### [LISTED RECORDS]
● ● ● ●

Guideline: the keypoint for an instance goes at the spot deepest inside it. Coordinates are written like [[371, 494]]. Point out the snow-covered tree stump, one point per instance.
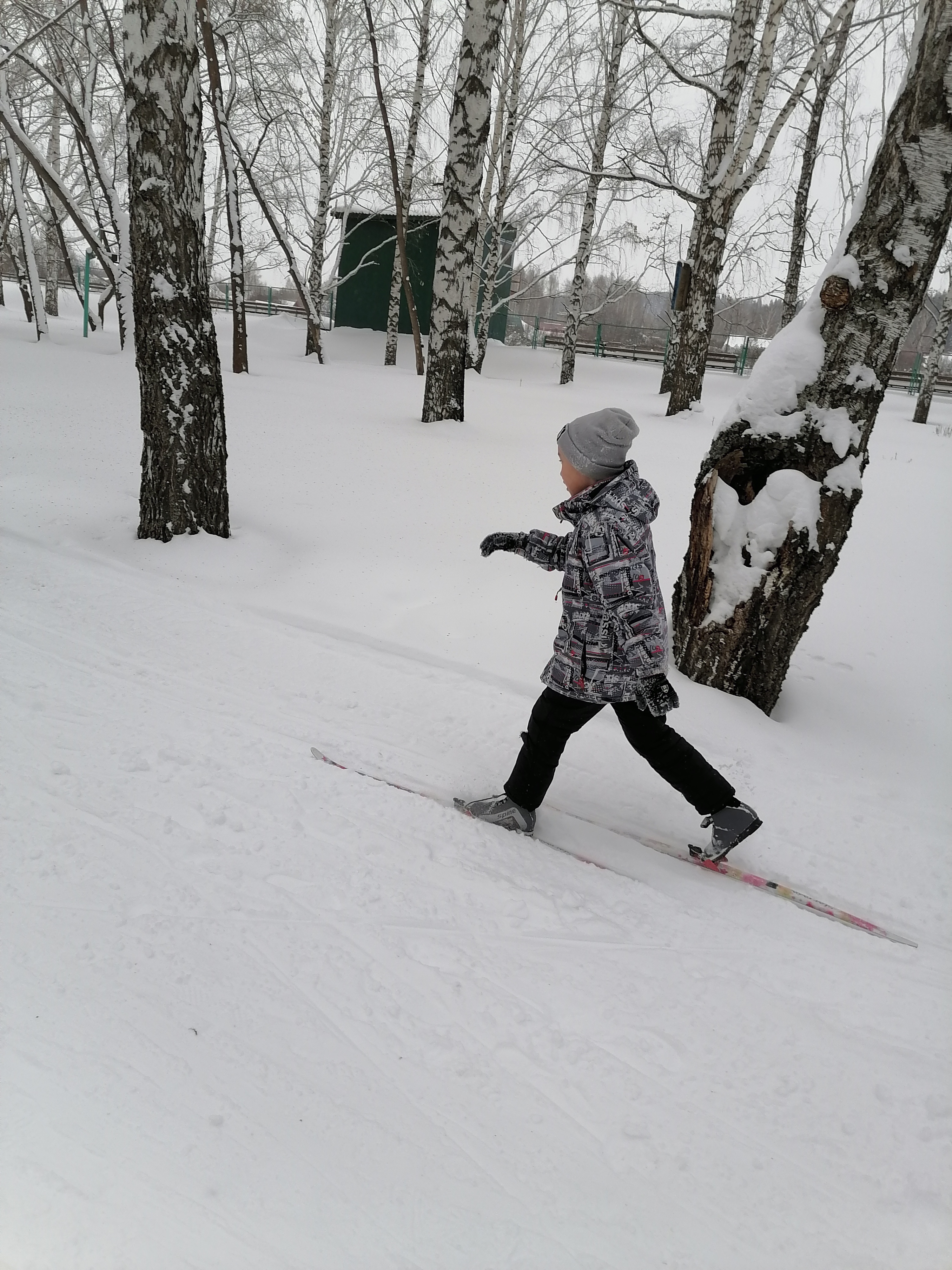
[[469, 129], [775, 497], [181, 393]]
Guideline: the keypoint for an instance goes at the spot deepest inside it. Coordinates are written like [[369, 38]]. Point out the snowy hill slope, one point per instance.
[[262, 1013]]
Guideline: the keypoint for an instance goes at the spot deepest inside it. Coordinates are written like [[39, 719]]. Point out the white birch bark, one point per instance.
[[117, 269], [407, 180], [469, 129], [492, 166], [26, 238], [321, 217], [53, 239], [506, 166], [934, 361], [731, 172], [237, 244], [612, 65], [826, 79], [218, 205], [803, 426], [185, 485]]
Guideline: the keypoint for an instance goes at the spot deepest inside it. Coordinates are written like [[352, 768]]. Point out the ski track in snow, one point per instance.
[[263, 1013]]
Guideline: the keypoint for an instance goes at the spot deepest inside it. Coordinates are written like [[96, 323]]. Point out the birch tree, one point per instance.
[[776, 495], [739, 148], [233, 208], [51, 246], [20, 203], [332, 22], [826, 79], [513, 87], [469, 129], [620, 31], [185, 485], [398, 192], [407, 181], [934, 363]]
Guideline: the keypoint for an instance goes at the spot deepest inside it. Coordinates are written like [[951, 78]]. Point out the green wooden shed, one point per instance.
[[370, 244]]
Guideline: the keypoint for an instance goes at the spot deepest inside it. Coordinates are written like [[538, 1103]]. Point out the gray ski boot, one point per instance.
[[499, 810], [729, 827]]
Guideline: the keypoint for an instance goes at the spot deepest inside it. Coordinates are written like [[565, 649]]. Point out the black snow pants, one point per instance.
[[555, 718]]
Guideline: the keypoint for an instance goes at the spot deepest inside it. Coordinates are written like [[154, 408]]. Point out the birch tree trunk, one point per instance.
[[321, 217], [237, 243], [35, 309], [218, 204], [53, 239], [398, 194], [181, 393], [512, 114], [20, 269], [469, 129], [826, 81], [407, 181], [685, 368], [775, 497], [491, 163], [934, 361], [620, 36], [731, 172]]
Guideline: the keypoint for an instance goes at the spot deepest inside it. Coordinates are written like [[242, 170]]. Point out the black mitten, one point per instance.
[[503, 543]]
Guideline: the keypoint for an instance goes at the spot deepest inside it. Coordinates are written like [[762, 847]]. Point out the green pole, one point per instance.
[[86, 297], [915, 377]]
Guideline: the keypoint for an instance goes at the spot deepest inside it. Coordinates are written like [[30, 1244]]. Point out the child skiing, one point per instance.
[[612, 641]]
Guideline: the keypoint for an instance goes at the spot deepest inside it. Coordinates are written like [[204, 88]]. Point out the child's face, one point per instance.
[[573, 479]]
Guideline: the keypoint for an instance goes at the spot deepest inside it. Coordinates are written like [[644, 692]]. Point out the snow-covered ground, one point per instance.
[[260, 1013]]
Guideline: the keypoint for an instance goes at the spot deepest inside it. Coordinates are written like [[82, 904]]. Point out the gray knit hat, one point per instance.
[[596, 444]]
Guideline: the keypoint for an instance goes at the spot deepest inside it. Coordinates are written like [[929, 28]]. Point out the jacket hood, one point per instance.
[[628, 493]]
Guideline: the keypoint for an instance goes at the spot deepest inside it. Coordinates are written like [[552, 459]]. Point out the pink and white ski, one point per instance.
[[722, 867]]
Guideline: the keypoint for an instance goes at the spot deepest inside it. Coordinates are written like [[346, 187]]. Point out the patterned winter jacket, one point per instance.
[[612, 642]]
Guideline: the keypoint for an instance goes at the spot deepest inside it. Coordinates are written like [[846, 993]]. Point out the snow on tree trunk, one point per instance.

● ● ● ●

### [GIVEN TASK]
Rewrite all of the records above as a JSON list of strings, with one string per line and no blank lines. Leave the pictures out.

### [RESULT FOR THIS EXERCISE]
[
  "Guideline: the keypoint for an instance goes at the spot deepest inside it. Coordinates are written like [[371, 494]]. Point out the snow-covered tree stump, one point per instance.",
  "[[469, 129], [775, 497], [181, 393]]",
  "Guideline: the keypoint for an instance goes at the spot deepest inside it. Coordinates are written like [[369, 38]]. Point out the snowy hill slope, one point per instance.",
  "[[262, 1013]]",
  "Guideline: the keypoint for an instance goes at the spot deepest inside it. Coordinates are written like [[39, 719]]. Point out the white birch bark, one point per instance.",
  "[[117, 269], [407, 180], [469, 129], [492, 166], [26, 238], [321, 217], [53, 239], [506, 166], [934, 361], [731, 172], [237, 244], [612, 65], [826, 79], [218, 205], [803, 426], [185, 485]]",
  "Guideline: the keypoint for an instance goes at the spot deepest inside it. Coordinates are written like [[352, 768]]. Point out the ski track in snow, one point per instance.",
  "[[263, 1013]]",
  "Guideline: the keypoint for an instance goes at the spot deepest inside it. Coordinates are written like [[96, 323]]. Point out the birch tree, one point per instance.",
  "[[776, 495], [739, 148], [233, 208], [51, 246], [20, 203], [332, 22], [826, 79], [513, 87], [469, 129], [620, 31], [185, 485], [398, 192], [407, 181], [934, 363]]",
  "Guideline: the keypoint for an instance goes at the spot deepest inside it. Coordinates are written like [[951, 78]]. Point out the green wooden shed, one point per instance.",
  "[[370, 244]]",
  "Guideline: the keypoint for an instance goes at the spot deepest inside it. Coordinates are written like [[538, 1103]]. Point out the gray ski boot, one point per instance.",
  "[[499, 810], [729, 827]]",
  "Guideline: the keypoint for an instance goes at the spot deepest inside it. Coordinates are written like [[565, 649]]. Point out the black snow pants, one point per instance.",
  "[[555, 718]]",
  "Guideline: the keypoint for an instance goes at the spot deepest inside it. Coordinates are written like [[154, 408]]. Point out the birch tree trunk, one point per instance.",
  "[[321, 217], [237, 243], [35, 309], [218, 204], [53, 239], [398, 194], [181, 393], [512, 114], [20, 269], [469, 129], [826, 81], [407, 181], [685, 368], [775, 497], [491, 163], [934, 361], [620, 36], [731, 172]]",
  "Guideline: the keypoint for an instance goes at the spot deepest inside it. Coordinates are written like [[242, 170]]. Point out the black mitten, one point per instance.",
  "[[503, 543]]",
  "Guideline: the keypoint for an instance goes at the spot deepest inside it. Coordinates are written like [[762, 847]]. Point out the green pole, one point per instance.",
  "[[86, 297], [915, 377]]",
  "Guideline: the keypoint for an instance goes at the spot deepest inside it. Coordinates are written like [[30, 1244]]. Point out the child skiing, one point per instance.",
  "[[612, 641]]",
  "Guideline: the keypoint for an instance goes at the spot deepest inside it. Coordinates are written like [[204, 88]]. Point out the child's face, one point per instance.",
  "[[573, 479]]",
  "Guideline: the keypoint for an instance goes at the spot deepest inside it. Coordinates are written like [[644, 692]]. Point out the snow-covered ground, one point per instance.",
  "[[260, 1013]]",
  "Guideline: the keypoint for an instance goes at the spot deepest inside it. Coordinates are written like [[82, 904]]. Point out the gray knit hat, one point per instance.",
  "[[596, 444]]",
  "Guideline: the keypoint for an instance goes at the spot deepest inside it. Coordinates are written like [[929, 28]]. Point out the jacket hood, one point per instance.",
  "[[628, 493]]",
  "Guideline: the keypoint for an instance goes at the spot deepest inside it. Coordinates are written like [[552, 459]]. Point out the pink and white ski, one point per instance.",
  "[[722, 867]]",
  "Guideline: the keypoint for an instance goes at the spot deepest inside it. Coordinates are written like [[346, 187]]. Point out the patterned winter jacket, one point per instance.",
  "[[612, 642]]",
  "Guideline: the keypoint for an instance goes at the spot deepest inside it. Coordinates are written like [[846, 993]]. Point out the snow on tree trunk, one point per instance."
]